(Region annotation entries)
>> Start
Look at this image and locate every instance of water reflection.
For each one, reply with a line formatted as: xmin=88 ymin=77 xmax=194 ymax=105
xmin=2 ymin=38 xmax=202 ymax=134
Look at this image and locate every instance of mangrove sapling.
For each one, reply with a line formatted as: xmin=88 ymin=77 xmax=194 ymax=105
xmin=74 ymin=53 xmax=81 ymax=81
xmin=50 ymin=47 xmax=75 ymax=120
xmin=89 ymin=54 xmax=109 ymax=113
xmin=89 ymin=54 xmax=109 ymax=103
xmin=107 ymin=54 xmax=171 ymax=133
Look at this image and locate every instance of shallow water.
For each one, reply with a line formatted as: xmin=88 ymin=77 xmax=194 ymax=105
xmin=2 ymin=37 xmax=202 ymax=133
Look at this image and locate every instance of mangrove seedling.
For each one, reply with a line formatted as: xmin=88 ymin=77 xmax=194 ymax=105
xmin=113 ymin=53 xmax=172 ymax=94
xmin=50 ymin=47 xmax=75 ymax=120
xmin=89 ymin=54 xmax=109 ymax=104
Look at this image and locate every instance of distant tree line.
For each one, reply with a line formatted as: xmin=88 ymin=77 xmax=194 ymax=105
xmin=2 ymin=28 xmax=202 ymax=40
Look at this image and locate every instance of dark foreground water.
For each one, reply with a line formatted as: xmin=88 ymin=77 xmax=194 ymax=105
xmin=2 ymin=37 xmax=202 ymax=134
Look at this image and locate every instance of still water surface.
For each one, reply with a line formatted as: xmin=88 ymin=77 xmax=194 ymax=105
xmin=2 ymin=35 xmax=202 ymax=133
>> End
Starting at the line containing "Look at this image and locate every instance of shallow", repeat the lines above word for word through the last one.

Look at this image and locate every instance of shallow water.
For each one, reply with a line formatted as: xmin=88 ymin=77 xmax=194 ymax=105
xmin=2 ymin=37 xmax=202 ymax=133
Look at this image and locate every instance of mangrove seedling.
For each one, reply with a line formatted as: xmin=88 ymin=77 xmax=194 ymax=105
xmin=113 ymin=53 xmax=172 ymax=94
xmin=50 ymin=47 xmax=75 ymax=120
xmin=89 ymin=54 xmax=109 ymax=104
Look at this image and locate every instance of distant tree line.
For each one, reply with a line formatted as: xmin=88 ymin=77 xmax=194 ymax=105
xmin=2 ymin=28 xmax=202 ymax=40
Look at this image and locate every instance of dark foreground water.
For each one, reply with a line formatted as: xmin=88 ymin=77 xmax=194 ymax=105
xmin=2 ymin=37 xmax=202 ymax=134
Look at this image and locate every instance of still water surface.
For each one, reply with a line formatted as: xmin=88 ymin=77 xmax=194 ymax=105
xmin=2 ymin=35 xmax=202 ymax=133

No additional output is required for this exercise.